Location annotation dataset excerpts
[Start]
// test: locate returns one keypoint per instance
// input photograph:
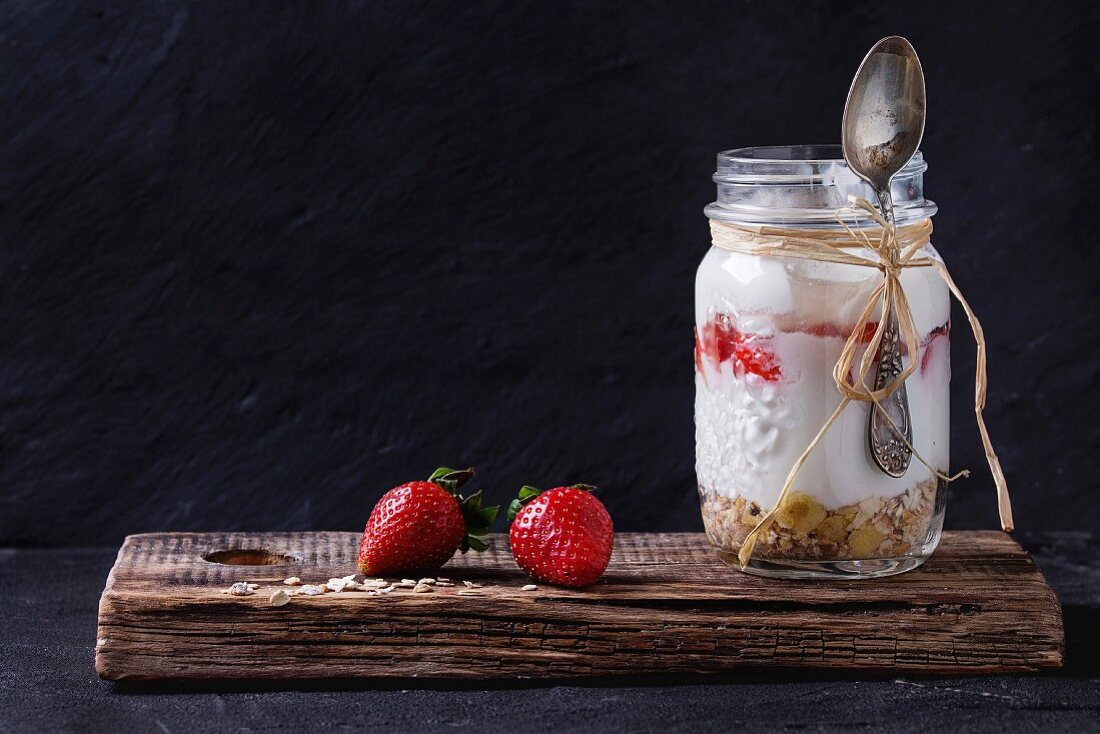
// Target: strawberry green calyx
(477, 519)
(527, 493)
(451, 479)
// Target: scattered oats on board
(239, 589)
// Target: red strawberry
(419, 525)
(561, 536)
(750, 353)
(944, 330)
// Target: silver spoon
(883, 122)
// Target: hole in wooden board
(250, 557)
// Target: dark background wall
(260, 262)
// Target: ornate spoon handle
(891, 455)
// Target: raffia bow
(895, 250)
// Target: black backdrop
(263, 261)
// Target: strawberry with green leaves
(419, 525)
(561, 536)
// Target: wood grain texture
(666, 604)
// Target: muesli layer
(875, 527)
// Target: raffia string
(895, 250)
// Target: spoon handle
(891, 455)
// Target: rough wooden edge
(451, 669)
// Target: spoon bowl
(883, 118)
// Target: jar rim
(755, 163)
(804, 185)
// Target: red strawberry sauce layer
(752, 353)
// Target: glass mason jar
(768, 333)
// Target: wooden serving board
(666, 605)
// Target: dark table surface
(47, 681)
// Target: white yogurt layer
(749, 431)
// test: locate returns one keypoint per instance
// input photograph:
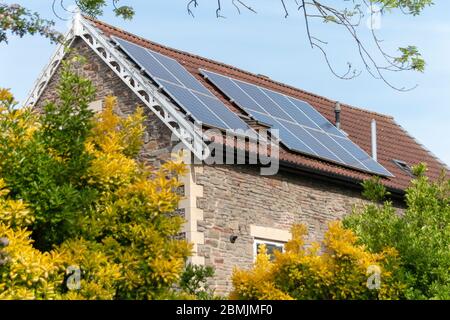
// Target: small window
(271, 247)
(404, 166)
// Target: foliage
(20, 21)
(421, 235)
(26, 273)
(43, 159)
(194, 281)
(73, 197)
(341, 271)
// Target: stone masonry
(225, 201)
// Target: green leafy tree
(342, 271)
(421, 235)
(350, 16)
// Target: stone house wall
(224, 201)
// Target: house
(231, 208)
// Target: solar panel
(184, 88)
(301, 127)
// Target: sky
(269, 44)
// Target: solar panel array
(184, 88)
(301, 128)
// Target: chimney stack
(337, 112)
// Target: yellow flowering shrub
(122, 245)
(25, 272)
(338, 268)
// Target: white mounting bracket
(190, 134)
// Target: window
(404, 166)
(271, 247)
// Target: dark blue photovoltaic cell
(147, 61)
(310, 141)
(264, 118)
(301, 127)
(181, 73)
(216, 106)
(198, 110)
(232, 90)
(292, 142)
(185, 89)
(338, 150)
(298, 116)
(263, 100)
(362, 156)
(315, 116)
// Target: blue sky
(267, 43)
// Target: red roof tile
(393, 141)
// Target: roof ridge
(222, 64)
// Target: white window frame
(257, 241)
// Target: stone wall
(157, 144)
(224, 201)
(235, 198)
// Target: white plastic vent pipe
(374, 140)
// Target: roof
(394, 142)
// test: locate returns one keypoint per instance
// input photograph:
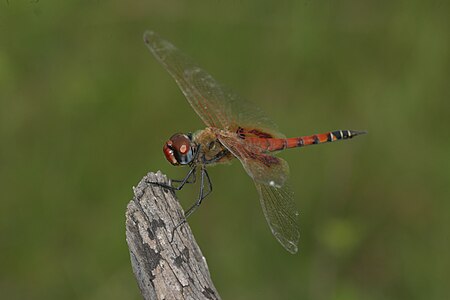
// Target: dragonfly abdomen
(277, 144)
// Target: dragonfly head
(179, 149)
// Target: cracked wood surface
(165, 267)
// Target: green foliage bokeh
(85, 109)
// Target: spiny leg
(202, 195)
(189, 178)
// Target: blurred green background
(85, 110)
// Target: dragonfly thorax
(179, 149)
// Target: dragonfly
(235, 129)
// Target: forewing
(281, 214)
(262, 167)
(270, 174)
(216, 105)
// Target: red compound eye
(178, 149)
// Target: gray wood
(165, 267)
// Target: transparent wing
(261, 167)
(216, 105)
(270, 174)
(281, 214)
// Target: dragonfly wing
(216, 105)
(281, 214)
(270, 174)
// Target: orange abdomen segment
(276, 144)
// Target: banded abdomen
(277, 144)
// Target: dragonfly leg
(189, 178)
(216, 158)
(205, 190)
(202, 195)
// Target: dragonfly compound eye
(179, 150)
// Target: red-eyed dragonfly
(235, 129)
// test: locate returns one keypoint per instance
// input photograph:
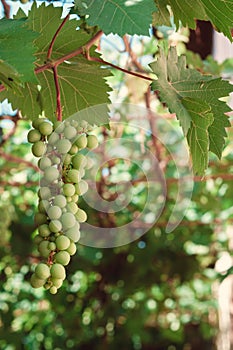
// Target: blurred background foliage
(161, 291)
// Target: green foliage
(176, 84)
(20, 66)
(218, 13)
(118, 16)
[End]
■ EXERCISE AIM
Every entry above is to be set down exactly; the pictures are to be left out.

■ WRITTEN ANSWER
// test: locate returns one keypoint per instance
// input photograph:
// Target: strawberry green calyx
(477, 519)
(527, 493)
(451, 479)
// Target: scattered oats on board
(239, 589)
// Target: red strawberry
(419, 525)
(561, 536)
(750, 353)
(944, 330)
// Target: silver spoon
(883, 122)
// Target: hole in wooden board
(250, 557)
// Target: dark background wall
(260, 262)
// Target: ornate spoon handle
(891, 455)
// Target: raffia bow
(895, 250)
// Target: black backdrop
(263, 261)
// Target: strawberry with green leaves
(419, 525)
(561, 536)
// Target: wood grain texture
(666, 604)
// Target: muesli layer
(875, 527)
// Target: raffia string
(895, 250)
// Target: spoon handle
(891, 455)
// Target: rough wooden edge
(451, 669)
// Target: spoon bowl
(883, 118)
// Target: jar rim
(755, 163)
(804, 185)
// Target: red strawberry sauce layer
(752, 353)
// Target: glass mason jar
(768, 333)
// Target: wooden serving board
(666, 605)
// Target: dark table surface
(47, 681)
// Target: white yogurt layer
(749, 431)
// test: locate returns one keypoint per instance
// input photograph:
// Target: small window
(271, 247)
(404, 166)
// Target: foliage
(20, 21)
(421, 235)
(26, 273)
(43, 159)
(194, 281)
(73, 197)
(341, 271)
// Target: stone masonry
(225, 201)
// Target: green leafy tree
(342, 271)
(421, 235)
(350, 16)
// Target: stone house wall
(224, 201)
// Target: house
(231, 208)
// Target: solar panel
(184, 88)
(301, 127)
// Target: sky
(269, 44)
// Target: solar panel array
(184, 88)
(301, 128)
// Target: chimney stack
(337, 112)
// Target: yellow flowering shrub
(122, 245)
(25, 272)
(338, 268)
// Target: white mounting bracket
(190, 134)
// Target: window
(404, 166)
(271, 247)
// Target: dark blue photovoltaic cell
(147, 61)
(310, 141)
(264, 118)
(301, 127)
(181, 73)
(216, 106)
(198, 110)
(232, 90)
(292, 142)
(185, 89)
(338, 150)
(298, 116)
(263, 100)
(362, 156)
(315, 116)
// Target: blue sky
(267, 43)
// Target: red roof tile
(393, 141)
// Target: roof ridge
(222, 64)
// Target: white window frame
(257, 241)
// Target: stone wall
(157, 144)
(224, 201)
(235, 198)
// Target: white plastic vent pipe
(374, 140)
// Target: roof
(394, 142)
// test: locate returns one keypoint per instance
// input photograph:
// Target: dragonfly abdomen
(277, 144)
// Target: dragonfly head
(179, 149)
// Target: cracked wood surface
(165, 267)
// Target: green foliage bokeh
(85, 109)
// Target: spiny leg
(202, 195)
(189, 178)
// Target: blurred green background
(85, 110)
// Target: dragonfly thorax
(179, 149)
// Target: dragonfly
(235, 129)
// Target: forewing
(281, 214)
(262, 167)
(270, 174)
(216, 105)
// Target: red compound eye
(178, 149)
// Target: gray wood
(165, 267)
// Target: transparent wing
(261, 167)
(216, 105)
(270, 174)
(281, 214)
// Target: dragonfly wing
(216, 105)
(281, 214)
(270, 174)
// Target: orange abdomen segment
(276, 144)
// Target: banded abdomen
(277, 144)
// Target: dragonfly leg
(189, 178)
(216, 158)
(205, 190)
(202, 195)
// Target: dragonfly compound eye
(179, 150)
// Target: red-eyed dragonfly
(235, 129)
// test: locate returns one keypoint per instance
// input photograph:
// Target: blurred background foliage
(161, 291)
// Target: green foliage
(176, 84)
(20, 66)
(218, 13)
(118, 16)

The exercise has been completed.